> Problema
Nel testo più sotto sulla traduzione italiana del Manifesto, ricopia senza modifiche tutto ciò che va da "Nonostante quanto affermato" fino a "mancanza di soldi.".

> Testo della pagina
* * * * * * * * *
Nonostante quanto affermato alla fine del preambolo del Manifesto, l’Italia non doveva vedere una traduzione se non con un ritardo di quarantun’anni. Ciò non significa che l’opera fosse ignota al pubblico italiano: a partire perlomeno dal 1874, suoi brani furono oggetto di citazioni più o meno lunghe, di epigrafi, di una serrata discussione in un corso universitario (quello tenuto da Antonio Labriola nel 1892-93, sfociato nel suo celebre scritto In memoria del Manifesto dei Comunisti pubblicato nel 1895, prima in francese e poi in italiano). Una traduzione fu eseguita nel 1885 da Pasquale Martignetti, ma non venne pubblicata per mancanza di soldi.
* * * * * * * * *
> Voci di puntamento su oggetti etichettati
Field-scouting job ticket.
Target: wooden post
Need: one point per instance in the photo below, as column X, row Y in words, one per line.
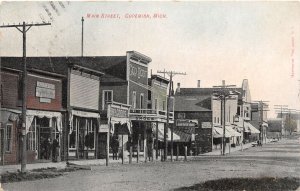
column 130, row 154
column 185, row 153
column 152, row 148
column 138, row 149
column 156, row 140
column 2, row 141
column 145, row 144
column 77, row 137
column 177, row 151
column 107, row 146
column 122, row 150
* * * * * * * * *
> Problema risolto
Nonostante quanto affermato alla fine del preambolo del Manifesto, l’Italia non doveva vedere una traduzione se non con un ritardo di quarantun’anni. Ciò non significa che l’opera fosse ignota al pubblico italiano: a partire perlomeno dal 1874, suoi brani furono oggetto di citazioni più o meno lunghe, di epigrafi, di una serrata discussione in un corso universitario (quello tenuto da Antonio Labriola nel 1892-93, sfociato nel suo celebre scritto In memoria del Manifesto dei Comunisti pubblicato nel 1895, prima in francese e poi in italiano). Una traduzione fu eseguita nel 1885 da Pasquale Martignetti, ma non venne pubblicata per mancanza di soldi.